*Try it*
Go through the listing and return every line with "below" in it.

*Source information*
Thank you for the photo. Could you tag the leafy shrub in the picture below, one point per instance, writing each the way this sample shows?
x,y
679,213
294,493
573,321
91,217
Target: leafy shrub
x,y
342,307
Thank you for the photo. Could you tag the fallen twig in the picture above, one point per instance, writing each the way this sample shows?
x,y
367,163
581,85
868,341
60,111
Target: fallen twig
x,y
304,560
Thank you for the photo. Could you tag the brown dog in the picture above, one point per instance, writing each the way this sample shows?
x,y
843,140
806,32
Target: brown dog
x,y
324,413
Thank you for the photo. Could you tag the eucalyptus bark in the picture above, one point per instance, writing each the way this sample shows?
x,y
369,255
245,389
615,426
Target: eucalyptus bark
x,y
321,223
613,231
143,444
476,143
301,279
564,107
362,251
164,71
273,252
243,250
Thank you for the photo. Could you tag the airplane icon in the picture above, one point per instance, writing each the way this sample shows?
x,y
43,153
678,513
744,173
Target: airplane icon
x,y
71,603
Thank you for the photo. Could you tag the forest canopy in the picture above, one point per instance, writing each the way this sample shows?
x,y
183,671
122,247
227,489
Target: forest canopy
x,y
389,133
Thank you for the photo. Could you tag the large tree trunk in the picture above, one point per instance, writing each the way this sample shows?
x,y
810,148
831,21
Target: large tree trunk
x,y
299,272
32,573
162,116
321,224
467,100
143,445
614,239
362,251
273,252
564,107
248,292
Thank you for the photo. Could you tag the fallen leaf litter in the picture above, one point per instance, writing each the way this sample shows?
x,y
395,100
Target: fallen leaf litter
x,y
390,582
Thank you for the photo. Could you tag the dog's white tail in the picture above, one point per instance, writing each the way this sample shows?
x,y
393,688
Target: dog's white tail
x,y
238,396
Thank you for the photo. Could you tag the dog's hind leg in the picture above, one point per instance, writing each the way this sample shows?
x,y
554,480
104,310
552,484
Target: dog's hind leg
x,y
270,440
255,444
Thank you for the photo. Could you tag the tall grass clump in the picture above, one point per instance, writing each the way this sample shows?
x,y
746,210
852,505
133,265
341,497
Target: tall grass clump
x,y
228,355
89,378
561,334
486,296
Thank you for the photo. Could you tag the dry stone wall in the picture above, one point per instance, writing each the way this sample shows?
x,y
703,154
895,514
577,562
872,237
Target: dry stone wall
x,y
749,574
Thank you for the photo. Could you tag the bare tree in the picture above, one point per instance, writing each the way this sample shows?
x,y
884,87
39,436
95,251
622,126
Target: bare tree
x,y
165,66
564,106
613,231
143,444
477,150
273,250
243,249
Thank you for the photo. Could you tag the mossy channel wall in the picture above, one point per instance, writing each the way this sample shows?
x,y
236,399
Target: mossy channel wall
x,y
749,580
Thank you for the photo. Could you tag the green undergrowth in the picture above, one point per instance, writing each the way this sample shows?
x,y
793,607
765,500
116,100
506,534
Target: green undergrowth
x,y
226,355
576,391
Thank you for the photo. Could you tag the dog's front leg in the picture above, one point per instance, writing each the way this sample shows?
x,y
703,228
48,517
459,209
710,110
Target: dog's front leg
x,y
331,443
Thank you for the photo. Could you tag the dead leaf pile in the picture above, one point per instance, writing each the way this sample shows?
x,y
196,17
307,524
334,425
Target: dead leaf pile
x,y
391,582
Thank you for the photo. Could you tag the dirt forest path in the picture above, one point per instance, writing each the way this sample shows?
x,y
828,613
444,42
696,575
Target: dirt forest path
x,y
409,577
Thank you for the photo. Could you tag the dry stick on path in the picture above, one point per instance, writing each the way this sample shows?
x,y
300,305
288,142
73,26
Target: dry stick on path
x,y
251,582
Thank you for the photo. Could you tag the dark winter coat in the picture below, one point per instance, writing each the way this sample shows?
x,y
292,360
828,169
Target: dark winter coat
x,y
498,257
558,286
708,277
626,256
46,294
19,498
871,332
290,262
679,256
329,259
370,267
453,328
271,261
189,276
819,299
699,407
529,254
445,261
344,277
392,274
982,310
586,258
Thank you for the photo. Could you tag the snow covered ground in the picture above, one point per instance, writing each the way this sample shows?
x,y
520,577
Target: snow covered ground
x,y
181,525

*Result of this task*
Thank you for the photo. Could you tag the leafy shrub in the picture below, one point per instance, writing each the way this sample shows?
Thank you for the photo. Could you tag the dark winter coat in the picture below, one point per instance, writing each the way this sample shows?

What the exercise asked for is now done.